What you should do »
Please say how many lines of the listing hold "below", with no other words in the answer.

Data to process »
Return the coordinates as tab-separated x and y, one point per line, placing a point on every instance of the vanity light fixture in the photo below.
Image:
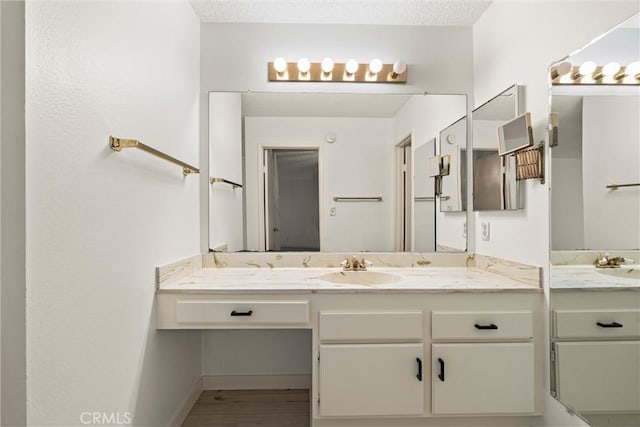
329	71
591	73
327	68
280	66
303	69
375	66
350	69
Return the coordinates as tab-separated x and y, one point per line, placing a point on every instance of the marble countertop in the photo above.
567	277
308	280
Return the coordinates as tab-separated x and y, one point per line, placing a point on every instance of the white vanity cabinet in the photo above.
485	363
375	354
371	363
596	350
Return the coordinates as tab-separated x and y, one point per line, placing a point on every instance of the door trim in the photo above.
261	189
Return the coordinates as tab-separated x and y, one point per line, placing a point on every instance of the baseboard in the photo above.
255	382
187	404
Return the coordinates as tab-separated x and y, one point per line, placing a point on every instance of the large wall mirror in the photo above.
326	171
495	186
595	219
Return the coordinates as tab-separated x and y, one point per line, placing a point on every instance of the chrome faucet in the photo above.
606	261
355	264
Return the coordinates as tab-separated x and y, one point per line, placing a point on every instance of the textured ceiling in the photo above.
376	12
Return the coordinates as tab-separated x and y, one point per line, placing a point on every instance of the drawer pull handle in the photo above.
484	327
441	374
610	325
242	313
...
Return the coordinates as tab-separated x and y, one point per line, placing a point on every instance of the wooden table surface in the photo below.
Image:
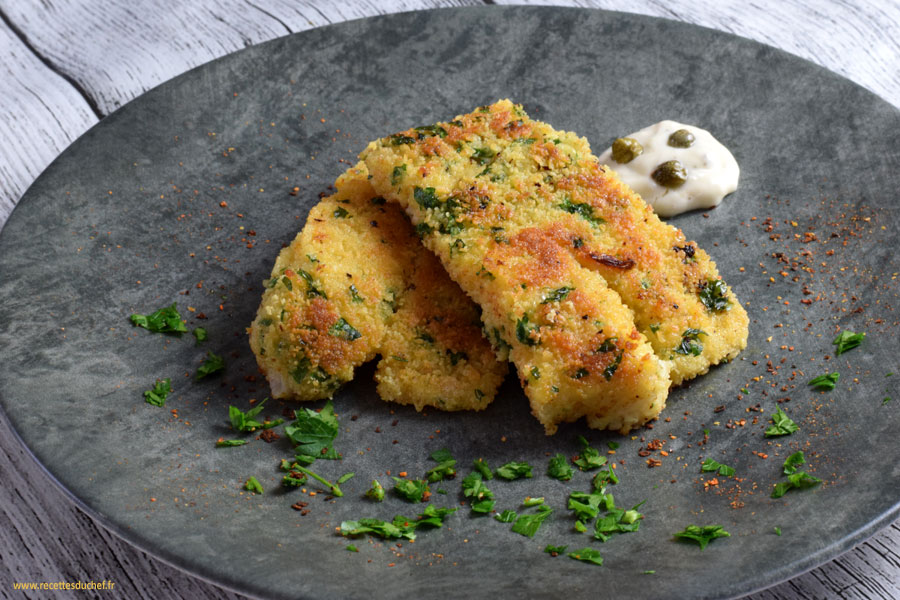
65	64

Answer box »
2